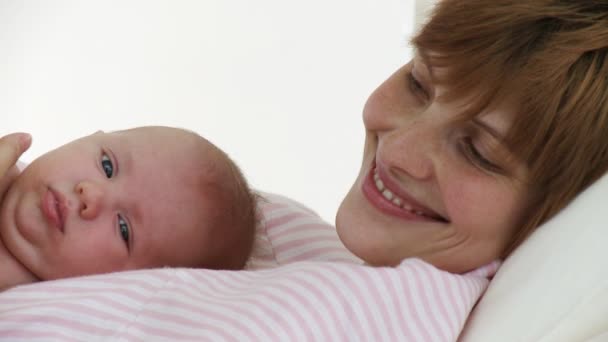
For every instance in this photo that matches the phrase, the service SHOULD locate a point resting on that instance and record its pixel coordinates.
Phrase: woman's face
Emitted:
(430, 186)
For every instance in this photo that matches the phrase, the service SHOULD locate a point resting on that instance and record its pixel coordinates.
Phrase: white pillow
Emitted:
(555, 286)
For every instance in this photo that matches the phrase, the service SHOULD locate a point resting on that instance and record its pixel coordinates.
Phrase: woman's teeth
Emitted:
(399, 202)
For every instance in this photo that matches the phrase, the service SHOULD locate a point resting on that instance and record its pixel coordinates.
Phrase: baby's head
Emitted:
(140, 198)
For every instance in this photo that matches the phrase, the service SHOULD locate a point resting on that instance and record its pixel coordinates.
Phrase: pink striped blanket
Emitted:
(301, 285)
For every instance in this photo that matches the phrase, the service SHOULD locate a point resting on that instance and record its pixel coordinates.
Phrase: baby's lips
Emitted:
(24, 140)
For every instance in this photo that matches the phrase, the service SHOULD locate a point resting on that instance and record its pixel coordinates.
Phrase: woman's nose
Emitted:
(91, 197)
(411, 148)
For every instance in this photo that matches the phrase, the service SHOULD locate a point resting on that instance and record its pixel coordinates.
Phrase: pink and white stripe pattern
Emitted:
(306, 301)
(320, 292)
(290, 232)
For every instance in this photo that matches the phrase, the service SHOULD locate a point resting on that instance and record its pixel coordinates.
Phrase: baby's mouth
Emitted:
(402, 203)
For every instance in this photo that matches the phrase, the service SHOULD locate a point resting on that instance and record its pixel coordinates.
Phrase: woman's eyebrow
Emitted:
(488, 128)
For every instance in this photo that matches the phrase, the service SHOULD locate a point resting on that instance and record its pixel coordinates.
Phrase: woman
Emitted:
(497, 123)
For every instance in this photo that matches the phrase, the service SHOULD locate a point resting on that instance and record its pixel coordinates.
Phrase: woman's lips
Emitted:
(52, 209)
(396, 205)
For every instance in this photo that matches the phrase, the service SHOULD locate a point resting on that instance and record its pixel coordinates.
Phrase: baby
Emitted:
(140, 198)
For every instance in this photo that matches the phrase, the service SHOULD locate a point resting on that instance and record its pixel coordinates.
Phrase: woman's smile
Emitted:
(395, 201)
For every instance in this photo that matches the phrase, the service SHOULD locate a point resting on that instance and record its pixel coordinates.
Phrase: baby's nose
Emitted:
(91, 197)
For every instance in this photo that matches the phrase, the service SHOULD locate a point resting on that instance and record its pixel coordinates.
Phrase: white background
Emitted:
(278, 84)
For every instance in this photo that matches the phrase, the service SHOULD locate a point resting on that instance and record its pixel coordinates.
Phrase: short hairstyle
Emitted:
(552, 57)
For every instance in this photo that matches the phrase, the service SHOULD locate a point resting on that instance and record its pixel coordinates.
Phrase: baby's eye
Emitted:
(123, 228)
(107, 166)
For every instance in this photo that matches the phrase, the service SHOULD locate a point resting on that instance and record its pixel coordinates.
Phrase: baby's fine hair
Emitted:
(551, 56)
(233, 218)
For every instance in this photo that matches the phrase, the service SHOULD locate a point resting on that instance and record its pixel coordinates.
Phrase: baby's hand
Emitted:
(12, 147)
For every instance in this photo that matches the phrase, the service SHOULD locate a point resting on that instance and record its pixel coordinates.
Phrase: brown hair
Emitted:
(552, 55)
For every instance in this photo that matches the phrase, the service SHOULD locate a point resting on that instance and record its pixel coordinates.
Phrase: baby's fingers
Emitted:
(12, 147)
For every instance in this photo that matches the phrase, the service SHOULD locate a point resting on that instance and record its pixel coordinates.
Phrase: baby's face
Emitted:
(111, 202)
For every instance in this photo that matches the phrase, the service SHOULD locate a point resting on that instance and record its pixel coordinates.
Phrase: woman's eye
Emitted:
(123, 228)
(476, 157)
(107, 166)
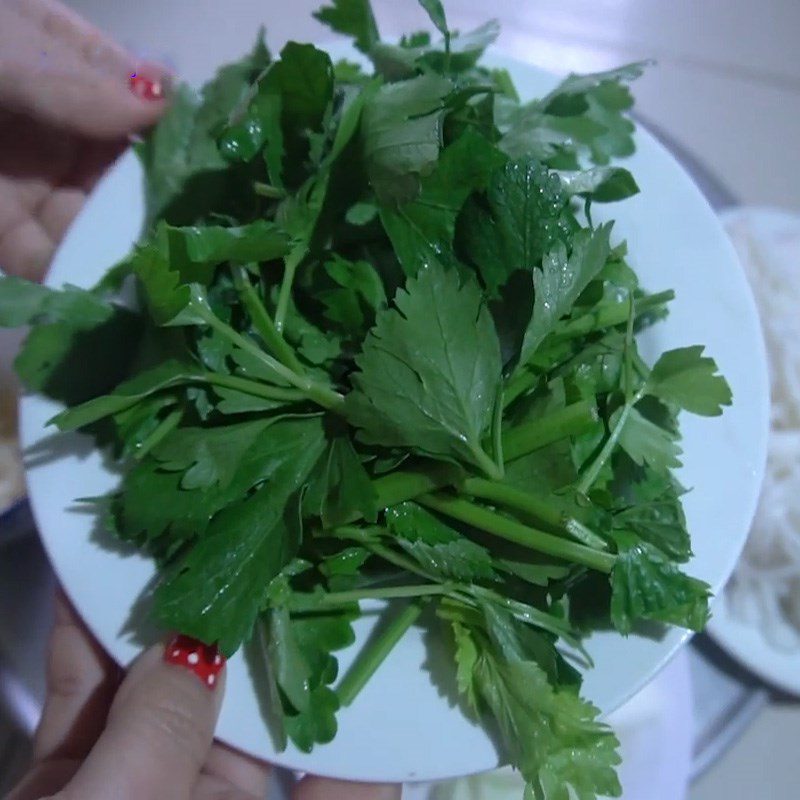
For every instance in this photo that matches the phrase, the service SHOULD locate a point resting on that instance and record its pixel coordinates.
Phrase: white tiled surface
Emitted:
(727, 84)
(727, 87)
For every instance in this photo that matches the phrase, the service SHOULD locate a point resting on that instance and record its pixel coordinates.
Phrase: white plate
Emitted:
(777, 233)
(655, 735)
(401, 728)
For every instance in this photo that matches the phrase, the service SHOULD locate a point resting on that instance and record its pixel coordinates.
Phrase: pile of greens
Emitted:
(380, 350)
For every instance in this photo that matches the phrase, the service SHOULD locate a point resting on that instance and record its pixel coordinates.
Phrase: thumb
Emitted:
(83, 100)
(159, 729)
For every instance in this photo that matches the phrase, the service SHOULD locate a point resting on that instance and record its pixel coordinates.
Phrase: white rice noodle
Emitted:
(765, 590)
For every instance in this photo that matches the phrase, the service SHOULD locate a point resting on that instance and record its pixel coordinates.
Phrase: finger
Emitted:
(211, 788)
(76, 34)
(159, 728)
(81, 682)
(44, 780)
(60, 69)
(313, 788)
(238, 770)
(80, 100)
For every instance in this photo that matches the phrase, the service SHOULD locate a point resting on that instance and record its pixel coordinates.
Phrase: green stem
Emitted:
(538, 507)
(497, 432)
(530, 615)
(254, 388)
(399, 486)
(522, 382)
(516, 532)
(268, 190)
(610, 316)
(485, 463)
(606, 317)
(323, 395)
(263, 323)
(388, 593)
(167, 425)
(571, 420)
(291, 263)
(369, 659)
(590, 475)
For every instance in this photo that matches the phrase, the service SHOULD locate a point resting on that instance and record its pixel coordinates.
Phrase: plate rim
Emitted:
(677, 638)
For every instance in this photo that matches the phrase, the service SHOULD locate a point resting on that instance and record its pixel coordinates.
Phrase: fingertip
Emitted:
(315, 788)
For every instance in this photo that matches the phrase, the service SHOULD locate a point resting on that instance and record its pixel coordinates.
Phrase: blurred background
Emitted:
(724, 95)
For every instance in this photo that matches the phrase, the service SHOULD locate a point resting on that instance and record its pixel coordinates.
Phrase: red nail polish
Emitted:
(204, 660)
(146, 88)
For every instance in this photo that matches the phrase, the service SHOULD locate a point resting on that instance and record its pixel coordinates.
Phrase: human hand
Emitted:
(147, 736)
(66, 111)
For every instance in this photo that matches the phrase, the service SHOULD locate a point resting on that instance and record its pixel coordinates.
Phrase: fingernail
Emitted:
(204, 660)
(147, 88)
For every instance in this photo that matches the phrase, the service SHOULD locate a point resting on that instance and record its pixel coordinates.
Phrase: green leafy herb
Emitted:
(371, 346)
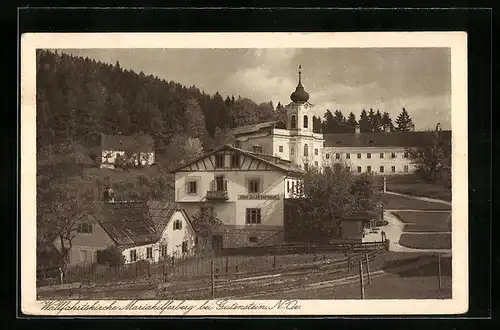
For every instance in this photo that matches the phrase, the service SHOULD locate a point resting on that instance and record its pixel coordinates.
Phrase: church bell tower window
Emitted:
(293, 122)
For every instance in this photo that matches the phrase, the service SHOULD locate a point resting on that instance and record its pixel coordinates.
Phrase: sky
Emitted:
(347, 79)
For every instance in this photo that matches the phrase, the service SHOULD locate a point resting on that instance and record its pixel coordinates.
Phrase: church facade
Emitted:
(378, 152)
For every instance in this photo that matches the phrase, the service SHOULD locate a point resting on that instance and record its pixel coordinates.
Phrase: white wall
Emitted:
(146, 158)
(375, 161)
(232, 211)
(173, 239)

#### What the task requires
In the copy, include every line of the records exactly and none of the images.

#### Answer to this exercise
For every instance in this photo that matches the phrase, the service SHOULD locate a point resting on that instance and record its pixel coordinates.
Phrase: woman's face
Emitted:
(430, 186)
For every instance in this photo that matches the phrase, the service SHOULD locate a point resting on that instance and record its pixel coordinates.
Phrase: white pillow
Emitted:
(555, 286)
For every instance in this photo that matches the phrase, the service SHOULD locate a point resting on that instance and record its pixel coordinates.
Phrase: woman's teeth
Emitted:
(399, 202)
For every instance in this photo that matches the phrase, the service SHOULD locate a point resting on that instance and record its pixel coordinates.
Phrase: baby's head
Emitted:
(140, 198)
For every instance in this photo that matches the phrase, the service SHOULD locate a point resting on that instance and record its pixel coordinates.
Phrase: pink striped blanket
Emitted:
(301, 285)
For every instance in this photo that matches the phrase, the service SHOULD locate a point resting on that instance and record its pixel coordinates.
Phrase: baby's lips
Emitted:
(24, 140)
For every instance in this photo that matches the phrase, the service SHOULD locate a point resting on that instance and record its pixel coordinates.
Phrase: woman's nose
Emitted:
(91, 197)
(411, 148)
For every instance in this photo that matches the phrase, the service SHOULD locate a point resting on that instance and record its pixel coordinates.
Phrase: pink and white stripe pattern
Emitted:
(306, 301)
(320, 292)
(290, 232)
For every instance in this photo that matches the phrase, the service SHOULD locate a point resting on that instance and record its pixel coordinates.
Phrase: baby's mouth
Emitted:
(402, 203)
For every instance in this photo that matches the phrase, the service SHOULD locate a point resting on that instance and record its pixel coordinates.
Phrase: woman's eyebrow
Emitted:
(488, 128)
For every instance in this photo that matches the phrase, the service SHOULD locate a point resting on that instance and record its pixel coordinates.
Phrase: woman
Emitted:
(497, 123)
For every instance in this photo that matches the phrase, the service SHOULD locate a point resting on that instance and record its pixel coordinates.
Phrase: woman's lips
Emitted:
(52, 209)
(396, 205)
For every instance in this photo that matches the phrase, the service SHOULD locate a point resting on that instance and record its pixel coordinates.
Phrase: baby
Emitted:
(140, 198)
For every instance in this photo that matches the phrase, the service SHOULD locate a point resting on that instance and record its pixel coordinates.
Phrase: woman's smile
Emitted:
(395, 201)
For every instance in this photo that matches the phrase, the service SHOULD locate a point resting on that instance and record its pixel coordinates.
Phrase: baby's nose
Emitted:
(91, 197)
For every instance in this photo that matches the phrase, the service SHOULD locate a point resting on that instance and record its pixel coordinates.
Phrase: white background
Emitted:
(278, 84)
For every instance in this photo that matches the phrase, the service SHOULD locate a point resting on that instance and record its pixel coordinates.
Phrase: short hairstyle
Emitted:
(552, 57)
For every instance in this photo that matches the phrase, the service SHOULD locate a point resting on that instance and record its pixel coordinates.
Phrase: baby's eye
Emitted:
(123, 228)
(107, 166)
For every instance in this photo that matches the phrase, the service SHOULD locate a point resting on that instance and record its pixel coordinates.
Phrase: baby's fine hair
Emitted:
(551, 56)
(233, 218)
For every instance in this photo that matches the phrase, the service SHOULD locate a point resting on that instance and record its pixel coordinates.
Phrase: baby's hand
Emitted:
(12, 147)
For every instance in this photo that matches the phrase, the service SHOULD locate a point resting on that instance and record its pixel coordinates.
Phrase: brown hair
Emitted:
(552, 55)
For every instance in this photo that matches the phrase, the service SHOULD locate a point resting on that instance and record its pixel coordinates.
Phrase: baby's fingers
Emitted:
(12, 147)
For every instance in this photo that matches the phrase, the service SHOULD locate a point resting on that instance and record its pixel coordinates.
Phrase: baby's face
Emitted:
(111, 202)
For every instance in this photo that matches the phrase, the service SHOULD locate a point resting on that instance and record its pixel coordinates.
Phrase: woman's eye
Emitted:
(123, 228)
(476, 157)
(107, 166)
For every instance in this photo that matches the phrase, the service SHOULD locate a point resting on that instance and record its pixel coordinates.
Phrase: white tiled surface
Emitted:
(727, 84)
(727, 87)
For every instance in this photo that matches the phrase, the service SHOULD locate a point resting on that instance and record its pixel coordinates.
Phrase: white plate
Emitted:
(777, 233)
(655, 735)
(401, 728)
For every instance in this photo that matches the phrase, the service SHOULD locate a point resting on that instance and record its pixel coordinates.
Phrase: pile of greens
Emitted:
(380, 350)
For every instance in this photo that matches the phrase, the service SHOULD locate a point resting on that instance and record its pixel coordinates.
Phrase: thumb
Emitted:
(83, 100)
(159, 729)
For every instance in this photo that matches the phrase, the service SHOULD locate a point resting on that instance and record its pixel coordinates.
Phrase: white rice noodle
Emitted:
(765, 590)
For every instance in this photo that matches the phrase, the service SHOULD locate a point resting on that instance and record its pixel coordinates.
Phrase: finger
Emitted:
(211, 788)
(76, 34)
(159, 728)
(81, 682)
(44, 780)
(60, 69)
(313, 788)
(238, 770)
(80, 100)
For every instance in this photo that matches the phrase, the service SHOULD locate a point resting on that instance and record its pixel coordinates.
Phrase: green stem
Emitted:
(538, 507)
(497, 432)
(530, 615)
(254, 388)
(399, 486)
(522, 382)
(516, 532)
(268, 190)
(610, 316)
(485, 463)
(606, 317)
(323, 395)
(263, 323)
(388, 593)
(167, 425)
(571, 420)
(291, 263)
(369, 659)
(590, 475)
For every instance in this photo that matches the phrase, the service SHOULD locate a point resting on that instance and record its pixel coordinates.
Phrase: plate rim
Emitted:
(677, 638)
For every instance in this photo that matches the phrase, the service SHOULD locate a point resting on that instance and record its pixel coordinates.
Phrase: fingertip
Emitted:
(315, 788)
For every instance in this photo that matches the phrase, the service SHOULD locate a point resting on that instance and record its pixel coordinates.
Phrase: blurred background
Emitted:
(724, 95)
For every instance in this photo that matches the phrase, the service SHOULD locate a point resting on that instance and record its pixel coordinates.
Phrase: red nail polish
Emitted:
(204, 660)
(146, 88)
For every instance in this photo that matches the phrase, the service SHOULD locate a point resting on that instance and record its pixel coordinates.
Phrase: human hand
Emitted:
(147, 736)
(66, 111)
For every instance in this photo that matches the phrase, the service SHOULD locate a point resting on that instance and record its pixel coordinates.
Phrase: fingernail
Emitted:
(204, 660)
(147, 88)
For every instance in this photo that matches the phrase, the service SHOULD locate a point resting on that instance and record its pixel coordinates.
Phrase: green leafy herb
Emitted:
(371, 346)
For every instance in this photo that matches the phrase, the service SHOULD locate a point resting on that instance and record its pixel coordinates.
Phrase: church bell tower window
Emitted:
(293, 122)
For every instance in this photo that matches the phrase, the service SHOULD locate a point resting on that instance and record its pixel coordinates.
Phrase: sky
Emitted:
(347, 79)
For every instance in this photo that matches the phrase, the service SHOULD locate a point resting on that instance and record its pixel coordinates.
Phrase: church facade
Emitted:
(378, 152)
For every instance in this photo that matches the phrase, the service SHOULD locate a point resting on that instance and record its pixel coordinates.
Phrase: white wall
Emitted:
(146, 158)
(375, 161)
(232, 211)
(173, 239)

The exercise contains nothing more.